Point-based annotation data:
+-------+
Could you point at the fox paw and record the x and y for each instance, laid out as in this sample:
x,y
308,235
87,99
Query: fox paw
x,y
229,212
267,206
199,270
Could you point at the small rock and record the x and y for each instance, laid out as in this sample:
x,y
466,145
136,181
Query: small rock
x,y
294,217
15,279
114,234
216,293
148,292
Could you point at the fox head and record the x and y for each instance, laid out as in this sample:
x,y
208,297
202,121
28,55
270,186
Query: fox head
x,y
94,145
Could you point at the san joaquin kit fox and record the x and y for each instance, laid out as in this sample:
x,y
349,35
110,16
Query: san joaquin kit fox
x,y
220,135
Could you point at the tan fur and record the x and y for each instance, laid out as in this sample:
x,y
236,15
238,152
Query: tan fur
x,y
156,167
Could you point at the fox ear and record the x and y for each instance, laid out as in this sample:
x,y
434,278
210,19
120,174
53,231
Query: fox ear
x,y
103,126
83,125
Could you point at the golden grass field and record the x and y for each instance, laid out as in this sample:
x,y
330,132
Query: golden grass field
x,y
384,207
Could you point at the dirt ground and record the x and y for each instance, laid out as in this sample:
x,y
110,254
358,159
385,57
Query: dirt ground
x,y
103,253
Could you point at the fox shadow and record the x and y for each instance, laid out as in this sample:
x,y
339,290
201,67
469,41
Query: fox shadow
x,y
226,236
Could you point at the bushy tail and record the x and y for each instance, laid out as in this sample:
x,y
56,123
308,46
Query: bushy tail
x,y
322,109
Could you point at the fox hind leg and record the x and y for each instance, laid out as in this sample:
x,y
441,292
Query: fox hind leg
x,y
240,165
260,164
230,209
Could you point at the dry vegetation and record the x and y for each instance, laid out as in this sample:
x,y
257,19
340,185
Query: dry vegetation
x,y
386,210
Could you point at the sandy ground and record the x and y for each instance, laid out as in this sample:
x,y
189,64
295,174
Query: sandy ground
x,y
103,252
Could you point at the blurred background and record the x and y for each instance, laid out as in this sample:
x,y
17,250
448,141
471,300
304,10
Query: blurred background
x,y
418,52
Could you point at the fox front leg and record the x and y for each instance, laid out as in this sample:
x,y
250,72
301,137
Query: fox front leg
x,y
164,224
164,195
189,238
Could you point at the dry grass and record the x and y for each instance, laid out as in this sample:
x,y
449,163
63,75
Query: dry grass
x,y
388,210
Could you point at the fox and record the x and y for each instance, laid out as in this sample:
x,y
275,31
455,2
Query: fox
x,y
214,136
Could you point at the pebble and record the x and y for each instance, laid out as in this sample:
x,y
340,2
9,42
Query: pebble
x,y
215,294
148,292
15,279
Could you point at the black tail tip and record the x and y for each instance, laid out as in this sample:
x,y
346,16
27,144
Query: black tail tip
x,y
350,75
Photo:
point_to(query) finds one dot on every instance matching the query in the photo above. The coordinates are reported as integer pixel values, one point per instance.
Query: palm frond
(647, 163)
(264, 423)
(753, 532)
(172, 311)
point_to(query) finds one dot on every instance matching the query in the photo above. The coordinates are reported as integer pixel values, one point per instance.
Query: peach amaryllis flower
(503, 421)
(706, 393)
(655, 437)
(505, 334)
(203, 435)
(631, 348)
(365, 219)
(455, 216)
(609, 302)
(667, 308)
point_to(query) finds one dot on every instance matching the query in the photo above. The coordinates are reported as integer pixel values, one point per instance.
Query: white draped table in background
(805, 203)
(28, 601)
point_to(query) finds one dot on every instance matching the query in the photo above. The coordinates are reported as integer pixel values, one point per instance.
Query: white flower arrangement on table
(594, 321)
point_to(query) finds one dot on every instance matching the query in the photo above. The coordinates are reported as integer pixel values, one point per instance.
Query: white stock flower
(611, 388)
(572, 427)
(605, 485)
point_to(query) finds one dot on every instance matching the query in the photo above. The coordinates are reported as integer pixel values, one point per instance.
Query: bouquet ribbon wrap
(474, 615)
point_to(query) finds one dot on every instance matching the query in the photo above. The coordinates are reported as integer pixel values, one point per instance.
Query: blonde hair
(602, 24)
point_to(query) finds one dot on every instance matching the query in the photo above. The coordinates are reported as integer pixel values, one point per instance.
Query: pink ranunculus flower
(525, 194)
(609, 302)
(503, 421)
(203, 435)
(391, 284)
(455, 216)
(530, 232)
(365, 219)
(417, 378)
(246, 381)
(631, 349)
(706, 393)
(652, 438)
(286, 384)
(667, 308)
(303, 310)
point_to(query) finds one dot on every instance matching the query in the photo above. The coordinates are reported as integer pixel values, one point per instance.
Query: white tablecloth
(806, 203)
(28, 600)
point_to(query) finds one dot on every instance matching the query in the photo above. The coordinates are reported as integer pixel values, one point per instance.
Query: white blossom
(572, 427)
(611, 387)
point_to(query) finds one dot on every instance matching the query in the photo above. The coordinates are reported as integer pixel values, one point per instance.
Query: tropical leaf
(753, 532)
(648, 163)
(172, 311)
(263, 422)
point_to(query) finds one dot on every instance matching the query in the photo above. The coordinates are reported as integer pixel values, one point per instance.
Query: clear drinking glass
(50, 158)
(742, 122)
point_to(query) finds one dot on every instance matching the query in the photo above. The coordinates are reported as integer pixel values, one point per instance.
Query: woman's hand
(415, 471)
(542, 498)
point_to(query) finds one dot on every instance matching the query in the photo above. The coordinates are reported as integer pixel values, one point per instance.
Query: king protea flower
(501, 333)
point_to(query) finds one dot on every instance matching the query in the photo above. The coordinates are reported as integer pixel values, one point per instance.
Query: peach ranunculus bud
+-------+
JOB.
Report, in full, each line of the data above that contains the string "shadow".

RESULT.
Could you point at the fox shadow and record the x and y for each instance, laid out as in this sample:
Query: fox shadow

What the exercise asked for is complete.